> _Exercise goal_:
Write out the following listing in full, exactly as it reads.

> _Data to use_:
────────────────────────────────────────

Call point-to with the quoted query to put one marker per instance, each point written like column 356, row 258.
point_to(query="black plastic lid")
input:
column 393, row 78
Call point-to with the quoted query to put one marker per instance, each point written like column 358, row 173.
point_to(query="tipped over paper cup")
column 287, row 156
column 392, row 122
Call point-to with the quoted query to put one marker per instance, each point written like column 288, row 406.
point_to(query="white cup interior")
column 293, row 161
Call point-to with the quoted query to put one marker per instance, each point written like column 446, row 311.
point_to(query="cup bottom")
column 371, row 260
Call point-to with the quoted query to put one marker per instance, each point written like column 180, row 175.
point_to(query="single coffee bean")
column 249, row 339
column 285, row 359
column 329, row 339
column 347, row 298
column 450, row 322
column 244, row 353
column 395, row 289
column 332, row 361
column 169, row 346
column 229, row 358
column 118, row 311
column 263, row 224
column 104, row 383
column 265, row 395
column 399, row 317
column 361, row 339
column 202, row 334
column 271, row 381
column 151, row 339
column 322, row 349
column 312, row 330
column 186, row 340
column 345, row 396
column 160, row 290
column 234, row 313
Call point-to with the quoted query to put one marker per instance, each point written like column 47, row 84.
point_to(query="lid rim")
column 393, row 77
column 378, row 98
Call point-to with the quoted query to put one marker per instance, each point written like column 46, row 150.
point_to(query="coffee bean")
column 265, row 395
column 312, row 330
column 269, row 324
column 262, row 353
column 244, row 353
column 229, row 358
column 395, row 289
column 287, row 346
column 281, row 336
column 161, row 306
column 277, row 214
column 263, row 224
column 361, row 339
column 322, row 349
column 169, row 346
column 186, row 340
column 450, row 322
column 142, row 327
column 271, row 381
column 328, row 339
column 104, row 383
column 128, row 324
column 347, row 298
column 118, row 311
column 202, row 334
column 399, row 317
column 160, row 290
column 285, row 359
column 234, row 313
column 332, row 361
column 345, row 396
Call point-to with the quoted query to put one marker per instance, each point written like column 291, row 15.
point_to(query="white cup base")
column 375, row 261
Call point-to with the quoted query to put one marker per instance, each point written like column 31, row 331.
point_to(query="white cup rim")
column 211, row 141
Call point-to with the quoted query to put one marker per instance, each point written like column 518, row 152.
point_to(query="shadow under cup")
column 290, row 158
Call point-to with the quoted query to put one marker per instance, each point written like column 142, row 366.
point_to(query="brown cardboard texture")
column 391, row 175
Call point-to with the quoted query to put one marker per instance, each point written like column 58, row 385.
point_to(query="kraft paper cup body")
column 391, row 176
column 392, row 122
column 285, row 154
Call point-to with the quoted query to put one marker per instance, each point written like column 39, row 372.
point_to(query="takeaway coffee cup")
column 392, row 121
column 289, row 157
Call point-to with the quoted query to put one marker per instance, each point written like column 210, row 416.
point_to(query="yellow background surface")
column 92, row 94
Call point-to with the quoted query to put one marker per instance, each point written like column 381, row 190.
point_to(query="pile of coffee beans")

────────────────────────────────────────

> _Answer section_:
Call point-to with the quoted query to put one marker per instance, each point written like column 356, row 258.
point_to(query="black plastic lid")
input:
column 393, row 78
Call point-to with the quoted query to put one marker per instance, each point written like column 358, row 173.
point_to(query="tipped over paper cup")
column 287, row 156
column 392, row 122
Call point-to with the quoted query to put one marker per instance, each point written like column 288, row 406.
point_to(query="white cup interior")
column 293, row 161
Call point-to with the quoted query to put one marker per instance, each point written like column 446, row 311.
point_to(query="cup bottom")
column 371, row 260
Call point-to with the quoted query to put one marker per instance, each point written like column 180, row 175.
point_to(query="single coffee bean")
column 249, row 339
column 285, row 359
column 329, row 339
column 347, row 298
column 450, row 322
column 244, row 353
column 395, row 289
column 332, row 361
column 169, row 346
column 229, row 358
column 118, row 311
column 263, row 224
column 104, row 383
column 265, row 395
column 399, row 317
column 361, row 339
column 202, row 334
column 271, row 381
column 151, row 339
column 322, row 349
column 312, row 330
column 186, row 340
column 345, row 396
column 160, row 290
column 234, row 313
Call point-to with the quoted query to put one marker per instance, each point written like column 47, row 84.
point_to(query="lid rim")
column 393, row 77
column 378, row 98
Call point-to with the quoted query to put one marker per instance, each point written like column 46, row 150.
point_to(query="coffee bean")
column 265, row 395
column 312, row 330
column 269, row 324
column 262, row 353
column 244, row 353
column 229, row 358
column 395, row 289
column 287, row 346
column 281, row 336
column 161, row 306
column 277, row 214
column 263, row 224
column 361, row 339
column 322, row 349
column 169, row 346
column 186, row 340
column 450, row 322
column 142, row 327
column 271, row 381
column 328, row 339
column 104, row 383
column 128, row 324
column 347, row 298
column 118, row 311
column 202, row 334
column 399, row 317
column 160, row 290
column 285, row 359
column 234, row 313
column 332, row 361
column 345, row 396
Call point-to with the quoted query to put one marker per instance, each point written like column 291, row 15.
point_to(query="white cup base")
column 375, row 261
Call point-to with the quoted query to put one marker per instance, each point written like column 31, row 331.
point_to(query="white cup rim")
column 211, row 141
Call point-to with the quoted query to put one marker per instance, each point written like column 518, row 152.
point_to(query="shadow under cup")
column 290, row 158
Call point-to with the quoted query to put one marker per instance, each point written like column 142, row 366.
point_to(query="brown cardboard texture")
column 391, row 175
Call point-to with the quoted query to put one marker per instance, each point written like column 58, row 385.
point_to(query="kraft paper cup body")
column 391, row 176
column 392, row 122
column 285, row 154
Call point-to with the quoted query to put one marker per instance, each point written like column 39, row 372.
point_to(query="takeaway coffee cup")
column 392, row 121
column 289, row 157
Call point-to with the quoted query to put one marker per instance, each point written like column 210, row 416.
point_to(query="yellow background surface")
column 92, row 94
Call point-to with the quoted query to put one marker per instance, each point written like column 381, row 190.
point_to(query="pile of coffee beans")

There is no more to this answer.